Task item: Output the full listing that appears below, exactly as it is presented.

*** Opening Data provided ***

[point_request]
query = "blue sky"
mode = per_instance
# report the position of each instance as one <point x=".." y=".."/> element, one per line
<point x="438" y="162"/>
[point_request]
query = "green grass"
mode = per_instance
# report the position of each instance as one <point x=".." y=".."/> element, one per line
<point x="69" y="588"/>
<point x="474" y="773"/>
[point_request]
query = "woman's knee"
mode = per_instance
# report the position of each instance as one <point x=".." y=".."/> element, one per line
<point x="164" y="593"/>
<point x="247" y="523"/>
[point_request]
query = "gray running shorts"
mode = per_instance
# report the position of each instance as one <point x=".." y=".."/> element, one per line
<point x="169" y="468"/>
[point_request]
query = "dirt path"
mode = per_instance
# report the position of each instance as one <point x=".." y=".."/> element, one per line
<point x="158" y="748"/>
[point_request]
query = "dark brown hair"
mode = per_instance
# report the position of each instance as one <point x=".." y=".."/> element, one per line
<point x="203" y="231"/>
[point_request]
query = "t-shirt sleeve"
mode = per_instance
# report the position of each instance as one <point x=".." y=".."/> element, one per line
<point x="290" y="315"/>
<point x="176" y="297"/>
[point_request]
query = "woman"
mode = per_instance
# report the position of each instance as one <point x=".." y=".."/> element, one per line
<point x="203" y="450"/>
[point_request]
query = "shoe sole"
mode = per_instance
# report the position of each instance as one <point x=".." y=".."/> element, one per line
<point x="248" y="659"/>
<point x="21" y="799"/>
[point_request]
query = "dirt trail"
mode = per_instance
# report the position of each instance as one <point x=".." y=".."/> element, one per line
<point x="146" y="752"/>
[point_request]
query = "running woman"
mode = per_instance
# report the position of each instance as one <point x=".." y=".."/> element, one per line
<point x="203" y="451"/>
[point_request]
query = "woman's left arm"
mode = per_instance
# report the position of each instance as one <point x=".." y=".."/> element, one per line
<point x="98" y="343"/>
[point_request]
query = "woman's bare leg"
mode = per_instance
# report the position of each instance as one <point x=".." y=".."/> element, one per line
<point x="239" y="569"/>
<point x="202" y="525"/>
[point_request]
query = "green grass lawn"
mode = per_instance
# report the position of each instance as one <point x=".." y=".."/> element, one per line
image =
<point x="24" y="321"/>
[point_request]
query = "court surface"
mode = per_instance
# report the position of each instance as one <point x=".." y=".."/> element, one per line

*** Closing Data provided ***

Answer section:
[point_request]
query = "blue sky"
mode = per_instance
# report the position of each instance as one <point x=".." y=".."/> element, one per line
<point x="438" y="162"/>
[point_request]
query = "green grass"
mode = per_instance
# report the position of each instance as one <point x=".." y=".."/> element, one per line
<point x="69" y="588"/>
<point x="474" y="773"/>
[point_request]
query = "woman's knee"
mode = per_instance
# report the position of each instance as one <point x=".." y=".."/> element, one per line
<point x="164" y="593"/>
<point x="247" y="523"/>
[point_request]
query = "gray running shorts"
mode = per_instance
# report the position of each instance as one <point x=".." y=".."/> element, one per line
<point x="169" y="468"/>
[point_request]
query = "dirt path"
mode = per_instance
# report the position of each instance as one <point x=".." y=".."/> element, one per line
<point x="158" y="748"/>
[point_request]
query = "dark brown hair"
mode = per_instance
# report the position of each instance as one <point x=".." y=".."/> element, one per line
<point x="203" y="231"/>
[point_request]
query = "t-shirt sleeve"
mode = per_instance
# report the position of each instance as one <point x=".." y=".."/> element, one per line
<point x="290" y="315"/>
<point x="176" y="297"/>
[point_request]
query = "woman"
mode = per_instance
# report the position of each instance as one <point x=".." y=".."/> element, one per line
<point x="203" y="450"/>
[point_request]
query = "shoe sole"
mode = per_instance
# report the position of each instance as one <point x=".." y=".."/> element, one per line
<point x="248" y="659"/>
<point x="21" y="799"/>
[point_request]
query = "dirt trail"
mode = per_instance
# report the position of each instance as one <point x=".." y=".."/> element, one per line
<point x="146" y="752"/>
[point_request]
query = "running woman"
mode = per_instance
# report the position of each instance as one <point x=".." y=".."/> element, one per line
<point x="203" y="451"/>
[point_request]
query = "woman's left arm"
mode = per_instance
# report the position of each instance as one <point x=".." y=".."/> element, one per line
<point x="98" y="343"/>
[point_request]
query = "woman's bare leg"
mode = per_instance
# report the position of each instance as one <point x=".." y=".."/> element, one per line
<point x="239" y="569"/>
<point x="202" y="525"/>
[point_request]
query = "green grass lawn"
mode = per_instance
# report the position of each instance as one <point x=".." y=".."/> element, one per line
image =
<point x="24" y="321"/>
[point_request]
query = "court surface"
mode = per_instance
# report the position of each instance as one <point x=".." y=".."/> element, one per line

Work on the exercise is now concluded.